Extrait du document:
• • • • • • •

Au Coin du Tricar

Du tricycle au tricar



voiturettes et mototricycles
Gravure de Albert Robida (1848-1926)                                    
 
Le tricycle à roue arrière motrice et avant-train portant un siège pour passager a pris sa forme plus ou moins définitive à la fin des années 1890. D'abord connu en France comme "motocyclette tandem", "tri-tandem", ou "moto-tri(cycle)", il adoptait le nom anglais "tricar" à partir de 1905 sous l'impression des véhicules britanniques plus avancés à l'époque (voir Tricars ! Voyage à deux). Toutefois, il ne s'agit pas d'une invention totalement nouvelle, mais d'un ensemble d'éléments déjà existants. Le choix d'un véhicule à trois roues était motivé surtout par le souci de stabilité face aux motocyclettes de l'époque, encore réservées plutôt à de courageux sportsmen. À peine moins importantes étaient les questions de l'économie et du poids. De ces points de vue, un véhicule à trois roues est presque aussi stable qu'un quadricycle, mais plus léger et moins cher. On économisait d'une roue et, plus encore, d'un différentiel cher et délicat. Les coûts moins élevés d'achat et de fonctionnement étaient les meilleurs arguments pour convaincre une clientèle disposant de revenus moyens.
 
Étant un véhicule à mi-chemin entre une tri-voiturette et une motocyclette, la filiation du tricar est double. Penchons-nous pour commencer sur le côté de la voiturette à trois roues. Il n'est pas nécessaire ici, pour retracer sommairement l'évolution qui conduisait au tricar, de remonter aux croquis de Leonardo da Vinci ou au fardier à vapeur de Nicolas-Joseph Cugnot. La machine à vapeur était quand même de la partie, bien que la majorité des tricycles à vapeur n'aient pas dépassé le stade d'un prototype (Fischer 1859, Lenoir 1860, Long 1880). Le premier tricycle motorisé en France employait également un propulseur de ce genre.
 
 
 
Construit par de Dion-Bouton et Trépardoux en 1883, ce véhicule fut équipé d'une chaudière brevetée par Charles-Armand Trépardoux, avec un foyer intérieur et de petits tubes vaporisateurs. Beaucoup plus évolués et moins encombrants paraissent les tricycles de Dion-Bouton de 1885, 1887 et 1888:
 
 

 
Dans ce contexte, nous mentionnons aussi le tricycle à vapeur de Léon Serpollet (1888), malgré le fait qu'il à une roue à l'avant et deux roues à l'arrière. La raison en est que cet appareil était vraiment pratique, car Serpollet avait conçu une chaudière capillaire à la fois plus simple et efficace, capable de produire instantanément et sous grande pression une quantité de vapeur suffisante pour vaincre à tout moment la résistance de la marche. Il suffisait d'allumer le foyer une dizaine de minutes avant le départ et on pouvait prendre la route.

• • • • • • •

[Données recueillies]

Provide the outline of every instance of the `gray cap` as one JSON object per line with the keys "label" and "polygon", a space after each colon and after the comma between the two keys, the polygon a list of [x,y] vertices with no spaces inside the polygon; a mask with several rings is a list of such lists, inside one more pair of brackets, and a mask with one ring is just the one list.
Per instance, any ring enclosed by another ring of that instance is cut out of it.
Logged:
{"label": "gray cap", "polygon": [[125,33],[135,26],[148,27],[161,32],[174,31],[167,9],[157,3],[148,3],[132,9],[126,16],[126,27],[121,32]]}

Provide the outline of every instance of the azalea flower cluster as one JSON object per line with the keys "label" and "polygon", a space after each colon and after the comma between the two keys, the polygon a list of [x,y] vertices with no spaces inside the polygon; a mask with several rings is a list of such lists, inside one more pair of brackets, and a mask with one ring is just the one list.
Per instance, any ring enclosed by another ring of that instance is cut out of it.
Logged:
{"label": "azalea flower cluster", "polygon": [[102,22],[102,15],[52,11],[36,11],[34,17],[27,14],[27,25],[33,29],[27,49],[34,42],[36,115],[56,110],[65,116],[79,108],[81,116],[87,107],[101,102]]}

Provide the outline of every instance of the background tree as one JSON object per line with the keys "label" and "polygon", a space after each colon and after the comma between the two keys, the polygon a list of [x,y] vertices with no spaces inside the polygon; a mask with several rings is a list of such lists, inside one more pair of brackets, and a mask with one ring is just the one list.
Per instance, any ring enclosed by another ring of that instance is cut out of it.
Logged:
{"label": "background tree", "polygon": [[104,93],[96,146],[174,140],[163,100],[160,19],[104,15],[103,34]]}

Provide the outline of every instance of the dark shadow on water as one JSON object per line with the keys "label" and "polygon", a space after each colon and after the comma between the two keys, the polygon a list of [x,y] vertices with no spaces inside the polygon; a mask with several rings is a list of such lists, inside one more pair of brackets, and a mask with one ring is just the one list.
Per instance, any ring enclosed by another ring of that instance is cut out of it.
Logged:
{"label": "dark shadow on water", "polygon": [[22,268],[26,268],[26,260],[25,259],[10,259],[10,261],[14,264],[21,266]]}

• • • • • • •

Consigne: Recopiez, s'il vous plaît, le passage de l'extrait sur le tricar qui va de « Dans ce contexte, nous » jusqu'à « prendre la route. », en remplaçant « chaudière capillaire » par « chaudière tubulaire ».

Résultat:
Dans ce contexte, nous mentionnons aussi le tricycle à vapeur de Léon Serpollet (1888), malgré le fait qu'il à une roue à l'avant et deux roues à l'arrière. La raison en est que cet appareil était vraiment pratique, car Serpollet avait conçu une chaudière tubulaire à la fois plus simple et efficace, capable de produire instantanément et sous grande pression une quantité de vapeur suffisante pour vaincre à tout moment la résistance de la marche. Il suffisait d'allumer le foyer une dizaine de minutes avant le départ et on pouvait prendre la route.